EJERCICIOS PROPUESTOS —
[A] Responda a partir del texto sobre el Gobierno de Sánchez:
(i) ¿Cuántos líderes estaban acusados por el intento de secesión?
(ii) ¿A cuánto asciende el desequilibrio fiscal incluido en el testamento del Gobierno?
(iii) ¿En qué no puede seguir basándose el modelo productivo?
[B] Prosiga el texto sobre el Gobierno de Sánchez con un párrafo que arranque justo después de su última oración.
*** TEXTO SELECCIONADO
Hace ocho meses era evidente que no existía la vía que solo Pedro Sánchez creía haber encontrado para conseguir el apoyo de los independentistas catalanes y no incumplir las mínimas reglas constitucionales. Desde el principio se sabía que el secesionismo no iba a renunciar a sus peticiones de máximos mientras no tuviera lugar el juicio y no hubiera sentencia sobre los doce líderes acusados por el intento de secesión. Si en algún momento hay solución política (que se debe explorar) a las pretensiones de independencia de la mitad de los catalanes, será después de que la sentencia sea firme.
La falta de apoyos de Sánchez ha convertido estos ocho meses en un ejercicio de propaganda política con pocas iniciativas legales y mucha gesticulación. Hubiera sido interesante que el Gobierno de Sánchez hubiera llevado a cabo una política clásica en lo económico con el apoyo de los populistas. Hubiéramos visto si socialistas de siempre eran capaces de atraer al consenso socialdemócrata a la nueva izquierda. Pero Sánchez no sumaba diputados para hacer nada. Su proyecto de presupuestos era técnicamente un desastre por falta de ingresos. Lo único que ha dejado como herencia es una subida de las pensiones y del sueldo de los funcionarios (planeadas por Rajoy) y un incremento del Salario Mínimo que puede destruir empleo. El testamento incluye un desequilibrio fiscal de 13.200 millones de euros.
El problema fundamental no es que Sánchez hubiera apostado por las políticas expansivas del gasto (como ya había hecho Rajoy) en un momento de desaceleración. El reto de recuperar los niveles de igualdad anteriores a la crisis persiste. El mayor daño es difundir el mensaje de que basta subir impuestos y gastar más para volver a una situación similar a la que había antes de la crisis. Los desafíos son más complejos en un país en el que la mayoría de las PYMES no tienen suficiente tamaño para competir, donde la inversión en I+D+I es escasa, los resultados educativos siguen siendo decepcionantes (no hay una formación profesional suficientemente desarrollada) y en el que el modelo productivo no puede seguir basándose en la devaluación salarial. En un mundo globalizado es una irresponsabilidad no hacer un discurso económico que llame a la responsabilidad social y personal.
******
*** INFORMACIÓN
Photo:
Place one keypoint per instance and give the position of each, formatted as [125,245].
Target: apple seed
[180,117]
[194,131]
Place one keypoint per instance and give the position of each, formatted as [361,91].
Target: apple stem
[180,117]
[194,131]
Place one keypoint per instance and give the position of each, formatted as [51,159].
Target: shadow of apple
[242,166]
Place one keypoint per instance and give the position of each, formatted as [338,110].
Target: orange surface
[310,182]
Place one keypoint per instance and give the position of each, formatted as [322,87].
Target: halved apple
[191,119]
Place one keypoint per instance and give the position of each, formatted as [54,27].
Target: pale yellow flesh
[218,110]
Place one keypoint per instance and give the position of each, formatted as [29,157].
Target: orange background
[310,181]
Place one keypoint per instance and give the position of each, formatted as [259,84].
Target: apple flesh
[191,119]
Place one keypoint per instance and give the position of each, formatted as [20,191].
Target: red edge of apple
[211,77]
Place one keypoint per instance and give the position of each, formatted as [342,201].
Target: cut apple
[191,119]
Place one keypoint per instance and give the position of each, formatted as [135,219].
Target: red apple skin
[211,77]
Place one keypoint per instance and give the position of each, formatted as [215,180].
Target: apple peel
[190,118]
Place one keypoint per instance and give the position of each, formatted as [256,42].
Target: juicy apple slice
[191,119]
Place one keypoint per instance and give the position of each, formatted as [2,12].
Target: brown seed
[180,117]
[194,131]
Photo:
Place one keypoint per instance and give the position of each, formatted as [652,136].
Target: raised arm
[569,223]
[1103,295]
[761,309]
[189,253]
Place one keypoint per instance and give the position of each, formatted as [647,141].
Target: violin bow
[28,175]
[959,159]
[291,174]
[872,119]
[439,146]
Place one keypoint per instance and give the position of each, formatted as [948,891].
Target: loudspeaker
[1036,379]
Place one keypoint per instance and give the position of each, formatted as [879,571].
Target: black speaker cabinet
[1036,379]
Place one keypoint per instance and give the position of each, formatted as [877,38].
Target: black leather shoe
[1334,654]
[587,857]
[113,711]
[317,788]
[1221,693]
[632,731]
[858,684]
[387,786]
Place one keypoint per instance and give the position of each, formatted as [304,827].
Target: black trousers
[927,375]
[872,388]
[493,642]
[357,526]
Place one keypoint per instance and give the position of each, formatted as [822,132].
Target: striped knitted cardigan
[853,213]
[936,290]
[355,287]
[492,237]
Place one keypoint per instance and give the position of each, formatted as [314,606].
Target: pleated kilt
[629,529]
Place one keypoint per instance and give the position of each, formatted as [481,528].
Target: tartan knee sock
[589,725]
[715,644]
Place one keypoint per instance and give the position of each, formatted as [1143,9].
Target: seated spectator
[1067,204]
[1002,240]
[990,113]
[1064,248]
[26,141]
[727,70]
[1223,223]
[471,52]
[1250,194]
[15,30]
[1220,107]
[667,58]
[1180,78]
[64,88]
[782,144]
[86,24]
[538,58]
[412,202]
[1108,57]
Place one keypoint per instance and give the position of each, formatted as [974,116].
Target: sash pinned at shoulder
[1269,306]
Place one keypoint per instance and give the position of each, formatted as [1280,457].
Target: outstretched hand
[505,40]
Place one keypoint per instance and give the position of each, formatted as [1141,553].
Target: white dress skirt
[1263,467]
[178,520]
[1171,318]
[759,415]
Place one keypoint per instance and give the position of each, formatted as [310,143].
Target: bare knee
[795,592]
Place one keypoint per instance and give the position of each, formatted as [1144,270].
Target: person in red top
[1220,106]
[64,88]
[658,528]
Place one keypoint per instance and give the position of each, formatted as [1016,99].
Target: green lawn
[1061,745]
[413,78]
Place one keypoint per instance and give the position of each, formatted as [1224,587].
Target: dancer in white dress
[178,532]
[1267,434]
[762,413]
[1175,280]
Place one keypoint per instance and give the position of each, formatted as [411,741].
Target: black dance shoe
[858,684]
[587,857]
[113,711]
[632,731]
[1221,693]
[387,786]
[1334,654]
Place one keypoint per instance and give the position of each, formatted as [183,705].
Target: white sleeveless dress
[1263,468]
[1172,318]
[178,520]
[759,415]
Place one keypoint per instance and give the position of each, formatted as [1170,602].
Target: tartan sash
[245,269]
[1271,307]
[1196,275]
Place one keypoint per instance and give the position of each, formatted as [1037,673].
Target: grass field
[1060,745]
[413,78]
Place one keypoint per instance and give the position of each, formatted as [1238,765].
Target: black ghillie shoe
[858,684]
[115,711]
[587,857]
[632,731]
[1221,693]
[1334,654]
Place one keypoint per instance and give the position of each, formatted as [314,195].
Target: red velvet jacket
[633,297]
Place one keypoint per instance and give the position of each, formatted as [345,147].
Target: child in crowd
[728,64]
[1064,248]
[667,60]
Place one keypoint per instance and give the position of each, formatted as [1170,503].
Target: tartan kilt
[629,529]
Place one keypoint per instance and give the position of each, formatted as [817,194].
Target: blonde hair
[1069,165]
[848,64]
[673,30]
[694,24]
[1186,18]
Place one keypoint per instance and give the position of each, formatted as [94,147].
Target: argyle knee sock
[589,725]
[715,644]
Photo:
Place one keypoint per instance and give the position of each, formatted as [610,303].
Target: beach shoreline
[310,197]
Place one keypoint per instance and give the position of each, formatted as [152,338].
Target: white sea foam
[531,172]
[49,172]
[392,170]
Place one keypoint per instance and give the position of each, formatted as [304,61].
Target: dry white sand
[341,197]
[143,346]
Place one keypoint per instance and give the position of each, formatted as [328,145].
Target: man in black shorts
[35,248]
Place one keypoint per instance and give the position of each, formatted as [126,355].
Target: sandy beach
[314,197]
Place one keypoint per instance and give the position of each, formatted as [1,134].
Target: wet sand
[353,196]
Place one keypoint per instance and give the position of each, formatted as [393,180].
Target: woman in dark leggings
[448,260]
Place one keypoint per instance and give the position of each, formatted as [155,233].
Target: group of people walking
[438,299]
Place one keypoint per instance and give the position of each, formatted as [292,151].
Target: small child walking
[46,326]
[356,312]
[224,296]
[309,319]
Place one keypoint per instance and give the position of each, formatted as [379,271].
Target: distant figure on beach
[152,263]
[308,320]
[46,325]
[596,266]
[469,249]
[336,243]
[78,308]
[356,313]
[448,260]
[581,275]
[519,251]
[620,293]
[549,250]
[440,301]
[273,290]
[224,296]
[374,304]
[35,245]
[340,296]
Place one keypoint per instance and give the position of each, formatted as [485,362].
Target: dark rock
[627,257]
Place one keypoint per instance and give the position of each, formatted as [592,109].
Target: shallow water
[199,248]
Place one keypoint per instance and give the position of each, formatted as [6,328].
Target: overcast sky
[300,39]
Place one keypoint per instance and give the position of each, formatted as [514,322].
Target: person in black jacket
******
SOLUCIONES DEL EJERCICIO —
[A]
(i) Doce.
(ii) A 13.200 millones de euros.
(iii) En la devaluación salarial.

[B]
Junto a la “restauración del Estado del Bienestar perdido”, otro de los ejes del Gobierno-propaganda de Sánchez ha sido la polarización. Ha habido una intensa actividad en todo aquello que se estimaba que podía recuperar el voto emigrado a la izquierda populista o refugiado en la abstención. De ahí que la exhumación, no conseguida, de los restos de Franco haya sido uno de los puntos centrales de la agenda de los últimos meses. O que se haya intentado una contrarreforma educativa que pretendía recuperar las señas de identidad más ideologizadas. El reconocimiento de la eutanasia cuanto todavía en el Congreso se tramitaba una ley de cuidados paliativos es otro claro ejemplo. Al Gobierno no le importaba que no hubiera tiempo para materializar esos proyectos.
El ciclo iniciado en 2015 puede acabarse el 28 de abril si, como pronostican las encuestas, PP, Ciudadanos y Vox suman una amplia mayoría. O no. Porque PP y Ciudadanos han dado muestras más que evidentes de estar contaminados por una polarización que los ha llevado a prometer una nueva intervención del Gobierno de Cataluña (que no es posible), a hablar también de la República y de la Guerra Civil para criminalizar a sus adversarios, o a comparar al independentismo con ETA. La enfermedad de la polarización no se erradica solo con un cambio de Gobierno, sin duda conveniente.